> [What needs to be done]: Reproduce the lines from the line with "task: segment every instance of the decorative" to the line with "target: decorative bunting drape", switching "bunting" to "garland" and keeping everything else the same.

[Given data start]

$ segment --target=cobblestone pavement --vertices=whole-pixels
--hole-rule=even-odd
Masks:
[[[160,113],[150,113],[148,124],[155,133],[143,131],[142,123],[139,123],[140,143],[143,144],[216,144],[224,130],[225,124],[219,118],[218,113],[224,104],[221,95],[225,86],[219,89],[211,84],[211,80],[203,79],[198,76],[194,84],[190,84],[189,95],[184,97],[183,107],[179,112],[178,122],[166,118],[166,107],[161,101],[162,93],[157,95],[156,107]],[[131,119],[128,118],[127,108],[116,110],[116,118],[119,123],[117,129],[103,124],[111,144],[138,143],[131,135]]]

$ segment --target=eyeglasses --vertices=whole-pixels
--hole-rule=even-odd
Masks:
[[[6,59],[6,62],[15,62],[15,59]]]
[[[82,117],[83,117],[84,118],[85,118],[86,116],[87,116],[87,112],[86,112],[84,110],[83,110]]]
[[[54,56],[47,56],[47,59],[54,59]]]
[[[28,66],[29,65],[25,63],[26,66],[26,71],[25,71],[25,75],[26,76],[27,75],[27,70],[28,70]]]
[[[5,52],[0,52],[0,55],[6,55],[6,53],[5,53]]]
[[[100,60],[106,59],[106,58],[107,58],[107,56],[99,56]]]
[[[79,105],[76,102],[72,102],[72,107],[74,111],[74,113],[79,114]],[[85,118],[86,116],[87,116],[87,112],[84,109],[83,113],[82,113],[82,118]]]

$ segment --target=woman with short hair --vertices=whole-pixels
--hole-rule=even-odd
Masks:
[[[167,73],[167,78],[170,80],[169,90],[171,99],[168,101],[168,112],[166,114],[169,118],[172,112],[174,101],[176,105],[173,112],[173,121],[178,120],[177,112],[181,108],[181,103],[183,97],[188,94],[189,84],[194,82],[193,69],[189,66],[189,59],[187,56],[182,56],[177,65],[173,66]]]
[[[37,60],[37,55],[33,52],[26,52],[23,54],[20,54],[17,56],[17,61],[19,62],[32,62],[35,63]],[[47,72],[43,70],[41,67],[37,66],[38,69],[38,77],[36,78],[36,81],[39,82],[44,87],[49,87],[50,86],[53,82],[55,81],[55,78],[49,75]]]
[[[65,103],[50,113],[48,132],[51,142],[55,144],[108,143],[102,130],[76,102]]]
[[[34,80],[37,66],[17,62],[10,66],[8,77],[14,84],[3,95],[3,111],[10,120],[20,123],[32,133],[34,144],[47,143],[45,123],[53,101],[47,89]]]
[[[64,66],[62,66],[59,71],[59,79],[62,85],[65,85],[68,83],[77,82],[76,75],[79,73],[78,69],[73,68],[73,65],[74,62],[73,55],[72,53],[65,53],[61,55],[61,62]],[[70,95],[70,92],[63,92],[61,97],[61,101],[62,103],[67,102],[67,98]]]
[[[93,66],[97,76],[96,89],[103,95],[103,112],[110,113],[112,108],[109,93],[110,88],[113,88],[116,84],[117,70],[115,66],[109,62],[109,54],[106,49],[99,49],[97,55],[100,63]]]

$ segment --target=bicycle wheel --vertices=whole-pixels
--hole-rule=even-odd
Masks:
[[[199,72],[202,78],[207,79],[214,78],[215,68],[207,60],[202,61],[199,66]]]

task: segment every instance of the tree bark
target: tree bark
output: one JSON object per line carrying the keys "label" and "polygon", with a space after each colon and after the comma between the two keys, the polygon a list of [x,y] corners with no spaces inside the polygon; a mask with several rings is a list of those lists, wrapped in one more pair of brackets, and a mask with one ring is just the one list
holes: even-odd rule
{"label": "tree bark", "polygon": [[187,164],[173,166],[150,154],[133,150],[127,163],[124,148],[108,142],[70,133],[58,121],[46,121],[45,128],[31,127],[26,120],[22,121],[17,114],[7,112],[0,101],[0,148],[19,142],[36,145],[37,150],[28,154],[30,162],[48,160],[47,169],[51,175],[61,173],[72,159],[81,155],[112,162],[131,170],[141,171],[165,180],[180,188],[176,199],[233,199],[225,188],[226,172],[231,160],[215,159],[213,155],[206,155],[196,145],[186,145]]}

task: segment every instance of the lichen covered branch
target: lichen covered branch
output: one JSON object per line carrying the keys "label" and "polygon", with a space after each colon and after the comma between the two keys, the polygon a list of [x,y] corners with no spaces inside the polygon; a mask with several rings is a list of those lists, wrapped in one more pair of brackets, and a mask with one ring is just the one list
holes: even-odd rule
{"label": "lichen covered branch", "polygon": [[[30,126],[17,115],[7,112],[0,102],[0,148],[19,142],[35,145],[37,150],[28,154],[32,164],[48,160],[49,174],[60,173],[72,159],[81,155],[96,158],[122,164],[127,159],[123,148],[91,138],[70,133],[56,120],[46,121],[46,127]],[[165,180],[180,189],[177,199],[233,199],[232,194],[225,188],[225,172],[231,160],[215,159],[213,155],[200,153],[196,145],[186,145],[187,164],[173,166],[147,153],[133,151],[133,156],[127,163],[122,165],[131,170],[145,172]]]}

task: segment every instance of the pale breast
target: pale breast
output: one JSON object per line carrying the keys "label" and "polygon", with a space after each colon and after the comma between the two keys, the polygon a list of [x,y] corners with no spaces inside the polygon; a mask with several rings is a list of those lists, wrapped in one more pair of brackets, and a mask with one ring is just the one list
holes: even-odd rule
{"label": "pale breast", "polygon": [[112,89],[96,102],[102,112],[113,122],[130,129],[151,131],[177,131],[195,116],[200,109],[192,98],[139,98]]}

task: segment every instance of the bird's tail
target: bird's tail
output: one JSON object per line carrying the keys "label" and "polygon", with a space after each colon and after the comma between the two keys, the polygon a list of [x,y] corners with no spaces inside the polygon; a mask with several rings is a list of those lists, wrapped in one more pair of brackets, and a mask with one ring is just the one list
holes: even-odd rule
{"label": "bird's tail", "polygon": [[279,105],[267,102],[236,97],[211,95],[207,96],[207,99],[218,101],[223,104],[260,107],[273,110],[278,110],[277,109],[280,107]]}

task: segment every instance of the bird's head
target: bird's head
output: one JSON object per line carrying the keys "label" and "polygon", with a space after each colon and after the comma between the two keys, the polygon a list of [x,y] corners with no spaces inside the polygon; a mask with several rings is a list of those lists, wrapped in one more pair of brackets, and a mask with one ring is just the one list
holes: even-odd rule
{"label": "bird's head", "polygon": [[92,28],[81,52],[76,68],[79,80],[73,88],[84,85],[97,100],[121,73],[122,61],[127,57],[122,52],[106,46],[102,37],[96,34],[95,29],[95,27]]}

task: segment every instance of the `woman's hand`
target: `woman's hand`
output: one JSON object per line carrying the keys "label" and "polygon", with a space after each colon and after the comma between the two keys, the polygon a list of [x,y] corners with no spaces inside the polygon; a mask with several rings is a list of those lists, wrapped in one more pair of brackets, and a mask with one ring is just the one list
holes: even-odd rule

[Given data end]
[Given data start]

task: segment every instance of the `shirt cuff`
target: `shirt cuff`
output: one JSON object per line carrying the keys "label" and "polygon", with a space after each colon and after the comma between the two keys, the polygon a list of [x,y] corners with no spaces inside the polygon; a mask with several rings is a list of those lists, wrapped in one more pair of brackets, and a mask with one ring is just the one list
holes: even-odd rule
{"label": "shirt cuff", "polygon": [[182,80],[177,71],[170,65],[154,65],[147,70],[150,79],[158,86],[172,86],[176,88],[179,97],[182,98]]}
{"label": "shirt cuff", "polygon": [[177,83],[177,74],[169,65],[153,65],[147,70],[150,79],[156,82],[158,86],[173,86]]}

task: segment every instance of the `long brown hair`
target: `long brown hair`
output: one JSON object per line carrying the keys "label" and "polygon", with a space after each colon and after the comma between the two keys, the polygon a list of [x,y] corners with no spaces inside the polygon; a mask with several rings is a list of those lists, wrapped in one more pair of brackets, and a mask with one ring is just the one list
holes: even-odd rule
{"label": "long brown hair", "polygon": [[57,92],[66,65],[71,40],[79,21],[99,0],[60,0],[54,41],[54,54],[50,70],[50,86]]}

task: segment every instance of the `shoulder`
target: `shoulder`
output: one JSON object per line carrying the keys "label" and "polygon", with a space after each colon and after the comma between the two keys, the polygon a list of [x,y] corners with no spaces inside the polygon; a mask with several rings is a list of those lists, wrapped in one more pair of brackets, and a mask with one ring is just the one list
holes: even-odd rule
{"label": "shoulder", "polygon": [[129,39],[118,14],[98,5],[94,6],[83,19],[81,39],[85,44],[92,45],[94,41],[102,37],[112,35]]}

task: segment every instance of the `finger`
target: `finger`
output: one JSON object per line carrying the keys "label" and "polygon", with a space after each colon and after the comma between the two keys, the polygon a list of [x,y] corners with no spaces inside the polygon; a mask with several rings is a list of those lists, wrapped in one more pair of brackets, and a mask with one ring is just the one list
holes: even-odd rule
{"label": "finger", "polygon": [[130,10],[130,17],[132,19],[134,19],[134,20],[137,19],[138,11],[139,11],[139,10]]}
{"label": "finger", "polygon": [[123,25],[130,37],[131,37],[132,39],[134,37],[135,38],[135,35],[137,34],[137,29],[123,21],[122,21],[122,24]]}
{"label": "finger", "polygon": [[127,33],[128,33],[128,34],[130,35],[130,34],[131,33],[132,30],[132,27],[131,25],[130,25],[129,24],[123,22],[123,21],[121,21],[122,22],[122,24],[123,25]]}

[Given data end]
[Given data start]

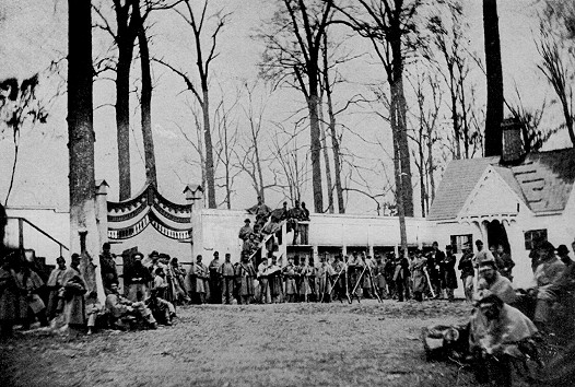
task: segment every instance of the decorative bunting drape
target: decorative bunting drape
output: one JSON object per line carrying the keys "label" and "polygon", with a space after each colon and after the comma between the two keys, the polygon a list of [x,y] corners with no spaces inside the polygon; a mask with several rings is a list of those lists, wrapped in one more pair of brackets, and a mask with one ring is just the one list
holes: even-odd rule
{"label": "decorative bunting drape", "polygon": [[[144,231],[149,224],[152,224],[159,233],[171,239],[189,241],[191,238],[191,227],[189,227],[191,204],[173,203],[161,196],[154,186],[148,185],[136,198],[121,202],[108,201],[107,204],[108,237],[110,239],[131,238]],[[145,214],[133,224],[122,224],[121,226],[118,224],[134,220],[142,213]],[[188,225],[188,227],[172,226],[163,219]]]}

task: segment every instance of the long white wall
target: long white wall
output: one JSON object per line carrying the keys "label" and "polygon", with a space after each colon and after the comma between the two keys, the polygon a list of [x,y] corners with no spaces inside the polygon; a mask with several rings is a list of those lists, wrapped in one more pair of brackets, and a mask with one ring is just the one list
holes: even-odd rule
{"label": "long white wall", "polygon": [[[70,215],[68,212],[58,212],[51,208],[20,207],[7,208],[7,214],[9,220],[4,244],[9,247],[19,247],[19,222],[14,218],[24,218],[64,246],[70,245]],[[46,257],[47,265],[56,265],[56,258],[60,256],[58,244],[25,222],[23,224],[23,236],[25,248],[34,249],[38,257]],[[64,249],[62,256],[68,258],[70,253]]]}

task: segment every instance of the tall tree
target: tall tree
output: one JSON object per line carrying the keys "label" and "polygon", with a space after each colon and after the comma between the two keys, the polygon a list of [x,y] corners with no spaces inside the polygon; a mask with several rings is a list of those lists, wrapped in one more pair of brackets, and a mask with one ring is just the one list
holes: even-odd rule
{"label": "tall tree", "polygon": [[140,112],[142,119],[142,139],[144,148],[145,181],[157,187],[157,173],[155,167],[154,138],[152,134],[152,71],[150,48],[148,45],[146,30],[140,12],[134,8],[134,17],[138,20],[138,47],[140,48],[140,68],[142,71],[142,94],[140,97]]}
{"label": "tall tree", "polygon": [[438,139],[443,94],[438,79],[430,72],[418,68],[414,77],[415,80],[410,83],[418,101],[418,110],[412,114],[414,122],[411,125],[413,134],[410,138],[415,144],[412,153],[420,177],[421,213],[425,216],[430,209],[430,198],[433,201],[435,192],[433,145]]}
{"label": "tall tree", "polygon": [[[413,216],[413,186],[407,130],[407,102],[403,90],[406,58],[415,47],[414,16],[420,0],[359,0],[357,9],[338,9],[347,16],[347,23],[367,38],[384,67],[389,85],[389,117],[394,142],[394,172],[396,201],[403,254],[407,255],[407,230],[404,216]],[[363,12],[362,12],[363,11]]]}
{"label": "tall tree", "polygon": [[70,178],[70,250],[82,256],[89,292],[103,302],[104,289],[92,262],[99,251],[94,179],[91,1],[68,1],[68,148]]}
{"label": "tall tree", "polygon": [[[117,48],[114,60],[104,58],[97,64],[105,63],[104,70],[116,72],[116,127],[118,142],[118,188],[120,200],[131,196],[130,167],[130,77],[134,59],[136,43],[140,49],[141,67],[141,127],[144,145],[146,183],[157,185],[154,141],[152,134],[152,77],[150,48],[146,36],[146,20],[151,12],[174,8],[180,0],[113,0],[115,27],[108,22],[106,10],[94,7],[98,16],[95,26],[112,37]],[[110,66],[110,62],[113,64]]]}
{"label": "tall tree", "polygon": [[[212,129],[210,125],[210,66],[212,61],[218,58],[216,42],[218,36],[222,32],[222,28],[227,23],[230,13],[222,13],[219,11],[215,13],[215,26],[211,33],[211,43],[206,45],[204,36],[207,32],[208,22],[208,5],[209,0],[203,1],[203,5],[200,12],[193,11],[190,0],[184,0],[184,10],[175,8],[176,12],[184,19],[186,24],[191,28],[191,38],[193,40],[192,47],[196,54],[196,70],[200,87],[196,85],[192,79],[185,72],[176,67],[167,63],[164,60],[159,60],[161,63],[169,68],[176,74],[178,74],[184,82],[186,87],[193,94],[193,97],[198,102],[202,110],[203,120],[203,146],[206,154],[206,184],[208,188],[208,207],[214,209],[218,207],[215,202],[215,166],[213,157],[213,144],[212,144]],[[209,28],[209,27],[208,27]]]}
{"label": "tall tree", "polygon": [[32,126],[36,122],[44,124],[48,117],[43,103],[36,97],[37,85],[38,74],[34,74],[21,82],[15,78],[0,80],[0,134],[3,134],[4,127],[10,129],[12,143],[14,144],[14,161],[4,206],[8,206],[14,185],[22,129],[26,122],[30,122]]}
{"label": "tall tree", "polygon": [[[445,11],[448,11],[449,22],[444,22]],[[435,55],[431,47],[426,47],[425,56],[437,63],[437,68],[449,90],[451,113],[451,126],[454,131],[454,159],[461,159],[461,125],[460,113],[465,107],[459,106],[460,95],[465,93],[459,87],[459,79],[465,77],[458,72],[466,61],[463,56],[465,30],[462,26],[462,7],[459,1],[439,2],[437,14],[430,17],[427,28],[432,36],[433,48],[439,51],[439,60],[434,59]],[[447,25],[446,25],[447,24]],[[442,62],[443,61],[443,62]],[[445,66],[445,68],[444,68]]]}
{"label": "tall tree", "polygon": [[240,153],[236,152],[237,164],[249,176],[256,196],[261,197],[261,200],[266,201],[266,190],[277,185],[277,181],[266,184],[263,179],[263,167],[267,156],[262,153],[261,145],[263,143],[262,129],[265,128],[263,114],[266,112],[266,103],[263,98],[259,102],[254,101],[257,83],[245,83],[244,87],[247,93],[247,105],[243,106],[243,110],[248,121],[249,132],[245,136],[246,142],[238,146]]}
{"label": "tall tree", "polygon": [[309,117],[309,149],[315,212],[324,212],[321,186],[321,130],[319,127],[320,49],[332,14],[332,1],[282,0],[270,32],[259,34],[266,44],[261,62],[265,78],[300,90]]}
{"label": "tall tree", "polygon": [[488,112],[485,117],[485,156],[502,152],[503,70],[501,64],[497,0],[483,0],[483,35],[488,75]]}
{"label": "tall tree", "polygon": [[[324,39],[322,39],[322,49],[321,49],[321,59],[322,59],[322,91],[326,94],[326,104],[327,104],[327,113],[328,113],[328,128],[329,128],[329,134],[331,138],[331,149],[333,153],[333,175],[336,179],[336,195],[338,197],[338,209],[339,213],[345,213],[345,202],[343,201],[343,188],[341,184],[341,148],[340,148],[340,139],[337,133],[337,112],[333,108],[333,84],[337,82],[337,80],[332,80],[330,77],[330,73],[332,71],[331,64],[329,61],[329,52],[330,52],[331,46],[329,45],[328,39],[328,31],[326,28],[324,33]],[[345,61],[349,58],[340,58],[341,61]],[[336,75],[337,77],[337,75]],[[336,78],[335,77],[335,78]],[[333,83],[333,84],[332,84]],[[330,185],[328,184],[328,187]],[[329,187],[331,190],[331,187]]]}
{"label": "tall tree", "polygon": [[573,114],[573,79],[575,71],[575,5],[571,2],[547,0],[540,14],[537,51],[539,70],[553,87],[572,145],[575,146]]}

[Given data end]

> [Written solution]:
task: segment every instance of the decorative garland drape
target: decorative garland drape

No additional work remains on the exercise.